Edit the entries below so that every "one pair per line" becomes "one pair to a line", leaving everything else unchanged.

──────── Information supplied ────────

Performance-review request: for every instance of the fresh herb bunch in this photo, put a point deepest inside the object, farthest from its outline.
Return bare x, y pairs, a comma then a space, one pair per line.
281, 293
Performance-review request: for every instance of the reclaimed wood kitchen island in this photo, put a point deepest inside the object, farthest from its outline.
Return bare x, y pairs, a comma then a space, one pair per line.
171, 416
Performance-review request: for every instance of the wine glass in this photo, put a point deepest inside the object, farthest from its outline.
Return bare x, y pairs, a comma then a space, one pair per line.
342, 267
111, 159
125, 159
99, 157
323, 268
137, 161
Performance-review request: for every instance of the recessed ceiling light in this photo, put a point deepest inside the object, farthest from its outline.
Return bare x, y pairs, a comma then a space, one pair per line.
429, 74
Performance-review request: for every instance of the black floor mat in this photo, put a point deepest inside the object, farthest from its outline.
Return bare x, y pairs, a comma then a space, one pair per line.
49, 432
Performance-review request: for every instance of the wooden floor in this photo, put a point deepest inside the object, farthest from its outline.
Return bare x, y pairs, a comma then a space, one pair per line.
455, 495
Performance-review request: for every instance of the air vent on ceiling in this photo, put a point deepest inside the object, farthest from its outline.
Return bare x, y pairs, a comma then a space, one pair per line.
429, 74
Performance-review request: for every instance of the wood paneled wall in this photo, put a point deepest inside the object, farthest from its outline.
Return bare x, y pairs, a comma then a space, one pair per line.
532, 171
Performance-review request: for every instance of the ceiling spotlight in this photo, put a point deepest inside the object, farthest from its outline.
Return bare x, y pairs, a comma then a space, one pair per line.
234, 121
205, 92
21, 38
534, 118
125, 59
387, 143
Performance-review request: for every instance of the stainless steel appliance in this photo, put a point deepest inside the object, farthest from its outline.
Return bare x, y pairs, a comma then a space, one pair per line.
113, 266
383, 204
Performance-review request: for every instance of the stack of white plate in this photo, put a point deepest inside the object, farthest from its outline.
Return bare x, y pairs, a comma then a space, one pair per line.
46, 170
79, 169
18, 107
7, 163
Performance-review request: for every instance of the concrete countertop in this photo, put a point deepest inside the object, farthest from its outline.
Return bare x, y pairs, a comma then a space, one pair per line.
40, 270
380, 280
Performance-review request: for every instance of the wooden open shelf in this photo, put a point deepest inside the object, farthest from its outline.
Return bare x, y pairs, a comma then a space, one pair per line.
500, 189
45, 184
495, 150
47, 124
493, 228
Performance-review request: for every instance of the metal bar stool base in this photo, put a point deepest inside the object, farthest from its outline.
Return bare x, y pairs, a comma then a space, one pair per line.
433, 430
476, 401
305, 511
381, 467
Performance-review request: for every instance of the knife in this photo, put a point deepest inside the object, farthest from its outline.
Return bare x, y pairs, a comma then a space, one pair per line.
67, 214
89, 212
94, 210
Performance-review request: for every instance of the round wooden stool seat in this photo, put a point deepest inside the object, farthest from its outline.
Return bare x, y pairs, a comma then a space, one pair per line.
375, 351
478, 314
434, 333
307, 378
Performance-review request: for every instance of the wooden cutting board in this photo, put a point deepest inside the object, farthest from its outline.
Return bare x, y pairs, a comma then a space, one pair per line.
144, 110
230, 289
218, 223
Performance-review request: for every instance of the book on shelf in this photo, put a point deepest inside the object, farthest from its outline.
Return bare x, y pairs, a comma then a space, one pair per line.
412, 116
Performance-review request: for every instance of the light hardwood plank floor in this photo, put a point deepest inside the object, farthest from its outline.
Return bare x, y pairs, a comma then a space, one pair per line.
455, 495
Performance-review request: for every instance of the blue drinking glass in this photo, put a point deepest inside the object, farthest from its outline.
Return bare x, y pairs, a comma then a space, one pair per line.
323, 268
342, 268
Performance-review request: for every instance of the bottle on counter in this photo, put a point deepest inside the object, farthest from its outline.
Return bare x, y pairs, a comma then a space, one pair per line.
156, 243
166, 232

────────

* Reply:
Performance-review request: for every instance of the fresh herb bunch in this photo, put a point deepest inside the object, farthest from its outline.
Return bare x, y pairs, a comma then a space, one pair to a line.
281, 293
Performance-review request: for every instance of the reclaimed wood kitchen island in this photo, put a point deepest inside the object, farthest from its outline.
Return bare x, y pairs, a comma then a space, one pair to a line.
171, 416
Performance-review request: for every instance of the wine glass in this photo, put a point deepest inside the object, farthest from its outline.
Return bare x, y pairs, a comma then a space, one pair to a line.
342, 267
111, 159
125, 159
99, 157
323, 268
137, 161
Performance-review request: for every instance of the recessed ceiling light in this photo, put a point deepest inside the object, farthest from its outline.
Return bare x, y pairs, a comma then a space, one pair to a line.
429, 74
Performance-review request: for every instance of the black floor mat in this photo, put a point deepest inside the object, farthest from its outline.
Return bare x, y pairs, a comma then a space, one pair to a line.
49, 432
Performance-review request: for every instance of the wooden floor in this photo, put a point deepest inside the object, farthest from its outline.
Return bare x, y pairs, a comma then a space, one pair to a line.
455, 495
Performance-review request: for every instance of the air vent on ceiling in this photo, put a point deepest inside the object, farthest from its outline.
Return bare x, y pairs, a comma then a space, one pair to a line.
429, 74
Performance-review request: for every instance of the wood paneled wall in this photo, put a point deepest inside the object, farthest from its outline.
Return bare x, y pairs, a comma then a space, one pair to a line.
532, 171
Performance-review request: for every instance of the ceiling spotlight in this photo, put a point deepest inside the object, farthest from its outline.
Return bare x, y pairs, a comma then a space, one pair to a line.
234, 121
205, 92
21, 38
534, 118
125, 59
387, 143
Performance-review request: for every instance of the stainless steel appliance in this photo, put a point deepest inside the object, farthest from its outline.
Return bare x, y pairs, a comma then a space, one pair to a line.
113, 266
383, 204
Performance-review request: for every instance of the stack of white plate in this photo, put a point deepest inside the object, farthest from its outline.
Return bare x, y pairs, a comma then a space, one pair to a line.
46, 170
79, 169
18, 107
7, 163
Performance-review request: for every instance of the concrete countertop in this photo, put a point deepest inside the object, farthest from its outline.
Return bare x, y pairs, a comma then a space, one pair to a line.
40, 270
380, 280
Performance-review request: for every instance of the wooden open shelf in this photo, put a point deepest inside the object, farthest from its outline.
Return bare x, y pairs, a comma then a space, one pair to a line.
500, 189
45, 184
495, 150
47, 124
493, 228
Performance-review request: for every instance of the metal bar stool base in this photo, put a point deepest inside the object, farthest from its outline.
Return bare x, y pairs, a comma then a space, one pair to a line.
433, 430
476, 401
305, 511
381, 467
Performance-review request: for every instance of the knife in this photo, put a point deepest inside the object, farthest from its outline.
Return bare x, y pairs, a comma then a space, one pair to a line.
67, 214
89, 212
94, 210
Performance-review request: for every instance of the round wooden stool seat in this photo, put a point deepest inside the object, farthest from its outline.
Return bare x, y pairs, a comma then a space, one pair to a line.
375, 351
478, 314
434, 333
307, 378
Performance-review request: for every instance of the wooden cutting board in this photo, put a point deepest inside the object, farthest from its outline.
Return bare x, y pairs, a comma then a space, one pair to a line.
144, 110
230, 289
218, 223
Performance-review request: for every instance of the book on shelf in this photo, put a point deepest inside the object, farthest from its outline.
Return bare x, y pairs, a comma then a space, one pair to a line.
412, 116
Performance-review request: for every instance of the light hardwood plank floor in this photo, put a point deepest inside the object, farthest from its outline.
Return bare x, y pairs, a comma then a space, one pair to a line.
455, 495
Performance-review request: for every instance of the blue drinking glass in this photo, put a point deepest inside the object, farthest from its outline.
Return bare x, y pairs, a comma then a space, one pair to a line.
323, 268
342, 268
Performance-review request: for every instance of the bottle on counter in this photo, put a point deepest inside the object, farthest from its outline.
Return bare x, y pairs, a comma then a space, one pair to a line.
156, 243
166, 232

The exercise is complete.